Brief
Count the lines below that contain the string "mirror" and reply with only that number.

Data supplied

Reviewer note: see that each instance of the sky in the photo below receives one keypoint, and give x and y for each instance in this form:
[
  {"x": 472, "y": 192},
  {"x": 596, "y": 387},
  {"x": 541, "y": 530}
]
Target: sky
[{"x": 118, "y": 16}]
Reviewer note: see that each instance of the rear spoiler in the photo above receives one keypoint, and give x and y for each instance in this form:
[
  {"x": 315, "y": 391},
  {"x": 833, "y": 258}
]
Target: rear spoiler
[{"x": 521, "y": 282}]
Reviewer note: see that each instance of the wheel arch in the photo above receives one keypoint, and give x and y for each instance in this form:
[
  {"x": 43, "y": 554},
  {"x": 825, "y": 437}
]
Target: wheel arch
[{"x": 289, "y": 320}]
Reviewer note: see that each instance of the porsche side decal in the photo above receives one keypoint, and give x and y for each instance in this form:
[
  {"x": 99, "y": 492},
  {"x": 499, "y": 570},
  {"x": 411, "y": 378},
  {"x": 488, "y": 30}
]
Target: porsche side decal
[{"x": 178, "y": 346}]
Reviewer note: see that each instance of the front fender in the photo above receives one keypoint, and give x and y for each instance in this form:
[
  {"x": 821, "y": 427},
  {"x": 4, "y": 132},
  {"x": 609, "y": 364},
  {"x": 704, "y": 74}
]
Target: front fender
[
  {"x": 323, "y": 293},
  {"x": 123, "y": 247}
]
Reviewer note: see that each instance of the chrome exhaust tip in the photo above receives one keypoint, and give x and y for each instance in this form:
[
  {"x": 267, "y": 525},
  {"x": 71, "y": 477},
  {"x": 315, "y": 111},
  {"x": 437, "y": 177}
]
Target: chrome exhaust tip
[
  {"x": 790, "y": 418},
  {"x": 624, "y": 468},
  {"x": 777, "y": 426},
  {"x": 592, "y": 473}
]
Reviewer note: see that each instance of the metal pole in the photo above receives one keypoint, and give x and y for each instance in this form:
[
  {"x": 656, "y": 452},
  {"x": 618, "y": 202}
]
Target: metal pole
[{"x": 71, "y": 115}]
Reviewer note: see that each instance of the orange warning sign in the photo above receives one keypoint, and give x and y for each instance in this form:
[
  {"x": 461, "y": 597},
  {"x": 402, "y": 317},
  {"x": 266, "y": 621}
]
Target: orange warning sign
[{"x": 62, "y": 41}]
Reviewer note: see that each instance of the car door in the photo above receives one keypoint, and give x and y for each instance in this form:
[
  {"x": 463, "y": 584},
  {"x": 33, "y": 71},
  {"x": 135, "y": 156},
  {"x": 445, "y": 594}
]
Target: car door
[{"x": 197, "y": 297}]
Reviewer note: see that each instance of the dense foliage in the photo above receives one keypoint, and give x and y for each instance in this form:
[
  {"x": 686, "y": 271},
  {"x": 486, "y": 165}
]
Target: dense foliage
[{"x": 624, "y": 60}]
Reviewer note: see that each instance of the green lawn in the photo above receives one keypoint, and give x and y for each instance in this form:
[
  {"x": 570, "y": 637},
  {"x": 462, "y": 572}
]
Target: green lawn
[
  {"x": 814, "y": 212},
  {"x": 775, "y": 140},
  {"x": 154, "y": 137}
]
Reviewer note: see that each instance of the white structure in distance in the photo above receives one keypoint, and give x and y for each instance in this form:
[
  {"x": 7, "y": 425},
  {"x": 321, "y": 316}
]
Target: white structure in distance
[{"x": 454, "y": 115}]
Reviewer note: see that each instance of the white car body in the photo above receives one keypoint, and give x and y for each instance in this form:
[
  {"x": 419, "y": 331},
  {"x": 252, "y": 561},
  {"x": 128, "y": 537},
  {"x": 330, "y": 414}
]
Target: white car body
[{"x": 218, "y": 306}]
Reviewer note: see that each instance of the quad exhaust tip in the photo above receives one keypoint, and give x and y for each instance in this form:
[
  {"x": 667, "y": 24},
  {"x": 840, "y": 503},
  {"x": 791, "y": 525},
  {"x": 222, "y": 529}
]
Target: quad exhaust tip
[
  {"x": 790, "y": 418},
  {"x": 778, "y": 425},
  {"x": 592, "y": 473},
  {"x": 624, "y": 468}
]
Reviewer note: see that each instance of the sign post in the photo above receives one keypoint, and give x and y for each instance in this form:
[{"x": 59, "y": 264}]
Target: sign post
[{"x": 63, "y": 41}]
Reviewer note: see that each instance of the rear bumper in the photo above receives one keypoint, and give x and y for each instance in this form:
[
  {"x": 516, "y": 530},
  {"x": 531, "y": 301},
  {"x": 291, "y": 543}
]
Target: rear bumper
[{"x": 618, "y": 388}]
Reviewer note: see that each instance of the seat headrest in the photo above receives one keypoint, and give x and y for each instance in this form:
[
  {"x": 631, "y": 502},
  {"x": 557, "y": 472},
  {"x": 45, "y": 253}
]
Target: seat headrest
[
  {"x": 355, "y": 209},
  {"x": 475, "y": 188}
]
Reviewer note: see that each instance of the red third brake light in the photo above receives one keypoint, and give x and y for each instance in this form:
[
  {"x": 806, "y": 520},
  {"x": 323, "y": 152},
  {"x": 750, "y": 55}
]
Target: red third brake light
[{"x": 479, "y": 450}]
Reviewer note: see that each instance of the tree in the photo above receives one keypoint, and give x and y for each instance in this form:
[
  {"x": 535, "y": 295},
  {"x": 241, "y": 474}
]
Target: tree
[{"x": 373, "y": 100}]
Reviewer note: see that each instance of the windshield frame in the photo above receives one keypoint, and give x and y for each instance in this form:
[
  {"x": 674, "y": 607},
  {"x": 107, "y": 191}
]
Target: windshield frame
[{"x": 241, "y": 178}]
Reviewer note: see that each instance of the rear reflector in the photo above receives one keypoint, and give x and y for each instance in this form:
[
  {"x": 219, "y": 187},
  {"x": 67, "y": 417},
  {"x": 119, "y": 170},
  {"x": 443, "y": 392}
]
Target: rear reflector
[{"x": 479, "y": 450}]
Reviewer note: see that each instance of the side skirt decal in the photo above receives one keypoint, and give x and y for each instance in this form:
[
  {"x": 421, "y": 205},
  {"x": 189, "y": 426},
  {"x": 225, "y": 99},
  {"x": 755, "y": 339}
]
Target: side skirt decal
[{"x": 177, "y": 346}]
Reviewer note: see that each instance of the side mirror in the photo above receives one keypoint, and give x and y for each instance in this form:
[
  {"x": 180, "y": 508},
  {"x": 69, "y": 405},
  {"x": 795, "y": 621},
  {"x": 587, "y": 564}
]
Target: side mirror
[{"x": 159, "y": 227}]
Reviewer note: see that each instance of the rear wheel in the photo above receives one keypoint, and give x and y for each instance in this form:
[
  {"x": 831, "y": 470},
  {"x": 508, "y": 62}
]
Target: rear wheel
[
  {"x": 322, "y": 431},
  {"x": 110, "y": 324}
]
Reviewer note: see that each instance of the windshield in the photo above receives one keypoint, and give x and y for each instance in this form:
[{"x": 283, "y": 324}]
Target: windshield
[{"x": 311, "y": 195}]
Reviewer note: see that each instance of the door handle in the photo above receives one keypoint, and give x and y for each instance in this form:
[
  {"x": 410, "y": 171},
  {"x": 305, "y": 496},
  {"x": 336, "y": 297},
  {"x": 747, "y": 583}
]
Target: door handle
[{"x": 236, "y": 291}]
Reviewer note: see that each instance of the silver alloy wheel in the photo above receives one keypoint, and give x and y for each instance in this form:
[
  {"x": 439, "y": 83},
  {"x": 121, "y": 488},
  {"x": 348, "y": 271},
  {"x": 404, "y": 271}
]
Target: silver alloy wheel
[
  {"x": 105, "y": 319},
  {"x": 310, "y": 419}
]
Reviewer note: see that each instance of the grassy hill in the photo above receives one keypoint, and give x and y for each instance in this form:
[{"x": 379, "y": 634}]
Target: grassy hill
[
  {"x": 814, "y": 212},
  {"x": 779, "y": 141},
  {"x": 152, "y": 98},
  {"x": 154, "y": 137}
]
...
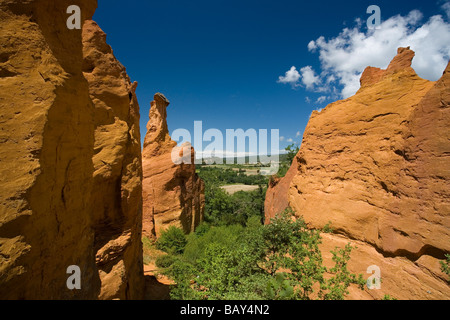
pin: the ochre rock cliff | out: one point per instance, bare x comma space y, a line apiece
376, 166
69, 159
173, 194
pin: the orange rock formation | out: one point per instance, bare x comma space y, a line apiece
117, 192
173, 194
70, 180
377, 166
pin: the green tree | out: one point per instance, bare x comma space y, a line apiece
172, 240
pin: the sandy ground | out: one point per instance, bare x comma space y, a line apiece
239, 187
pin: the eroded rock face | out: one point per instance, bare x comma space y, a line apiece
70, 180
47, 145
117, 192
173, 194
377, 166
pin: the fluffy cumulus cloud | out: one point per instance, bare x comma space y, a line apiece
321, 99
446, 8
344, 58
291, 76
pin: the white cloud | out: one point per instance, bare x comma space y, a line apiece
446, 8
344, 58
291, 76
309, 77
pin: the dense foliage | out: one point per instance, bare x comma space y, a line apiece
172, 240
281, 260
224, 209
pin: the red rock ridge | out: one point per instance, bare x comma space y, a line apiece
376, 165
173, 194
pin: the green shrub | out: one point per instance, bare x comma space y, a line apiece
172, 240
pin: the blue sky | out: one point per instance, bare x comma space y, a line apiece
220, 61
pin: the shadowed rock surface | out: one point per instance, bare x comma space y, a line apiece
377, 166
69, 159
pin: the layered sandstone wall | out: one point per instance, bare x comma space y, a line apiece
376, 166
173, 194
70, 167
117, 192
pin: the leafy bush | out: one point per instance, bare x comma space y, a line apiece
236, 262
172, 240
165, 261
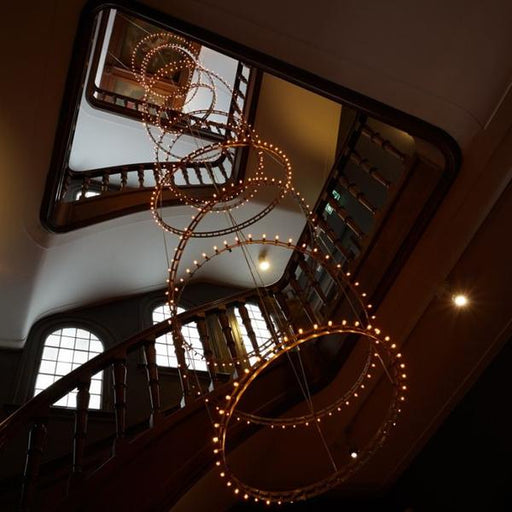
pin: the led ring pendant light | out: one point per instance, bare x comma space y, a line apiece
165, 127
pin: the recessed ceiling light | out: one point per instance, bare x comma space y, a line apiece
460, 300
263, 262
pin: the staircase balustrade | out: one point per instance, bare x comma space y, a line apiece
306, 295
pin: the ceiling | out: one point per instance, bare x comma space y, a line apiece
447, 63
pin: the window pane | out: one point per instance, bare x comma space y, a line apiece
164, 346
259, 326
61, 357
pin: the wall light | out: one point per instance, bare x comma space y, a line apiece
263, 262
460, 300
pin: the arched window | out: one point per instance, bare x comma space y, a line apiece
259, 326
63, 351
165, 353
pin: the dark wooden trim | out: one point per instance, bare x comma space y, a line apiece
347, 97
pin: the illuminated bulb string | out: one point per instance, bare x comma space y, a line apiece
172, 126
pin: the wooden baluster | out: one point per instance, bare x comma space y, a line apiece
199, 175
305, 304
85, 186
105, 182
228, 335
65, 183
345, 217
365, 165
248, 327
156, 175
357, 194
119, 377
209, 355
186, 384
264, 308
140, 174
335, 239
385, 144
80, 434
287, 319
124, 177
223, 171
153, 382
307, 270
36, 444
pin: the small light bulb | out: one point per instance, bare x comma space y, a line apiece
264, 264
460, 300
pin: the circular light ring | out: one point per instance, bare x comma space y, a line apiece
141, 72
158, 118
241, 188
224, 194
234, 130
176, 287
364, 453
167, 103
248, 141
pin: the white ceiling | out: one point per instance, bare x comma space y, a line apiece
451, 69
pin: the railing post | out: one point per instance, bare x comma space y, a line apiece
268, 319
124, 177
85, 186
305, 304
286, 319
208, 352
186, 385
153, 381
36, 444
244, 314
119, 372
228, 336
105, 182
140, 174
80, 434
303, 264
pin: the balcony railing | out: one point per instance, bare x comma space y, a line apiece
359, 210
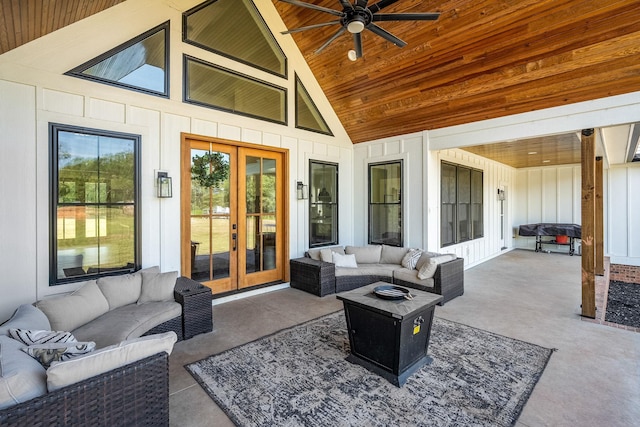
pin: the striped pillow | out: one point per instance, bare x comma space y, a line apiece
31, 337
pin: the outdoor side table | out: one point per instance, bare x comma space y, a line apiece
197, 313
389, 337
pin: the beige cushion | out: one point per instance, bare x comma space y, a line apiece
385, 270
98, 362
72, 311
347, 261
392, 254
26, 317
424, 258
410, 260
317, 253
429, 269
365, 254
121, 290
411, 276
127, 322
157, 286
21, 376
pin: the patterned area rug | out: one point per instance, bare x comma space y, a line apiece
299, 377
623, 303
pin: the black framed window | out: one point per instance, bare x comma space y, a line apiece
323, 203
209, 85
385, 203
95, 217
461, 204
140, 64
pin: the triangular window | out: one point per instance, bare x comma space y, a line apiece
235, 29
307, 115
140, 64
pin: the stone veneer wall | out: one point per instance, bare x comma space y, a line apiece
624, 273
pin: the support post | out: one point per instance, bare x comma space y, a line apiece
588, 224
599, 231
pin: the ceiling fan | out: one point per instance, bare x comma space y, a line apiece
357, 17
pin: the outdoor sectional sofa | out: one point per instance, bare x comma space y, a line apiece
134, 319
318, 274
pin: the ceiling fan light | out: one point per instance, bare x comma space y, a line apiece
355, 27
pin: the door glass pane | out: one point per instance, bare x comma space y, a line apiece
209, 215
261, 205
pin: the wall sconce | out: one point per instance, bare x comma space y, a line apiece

Full answer
2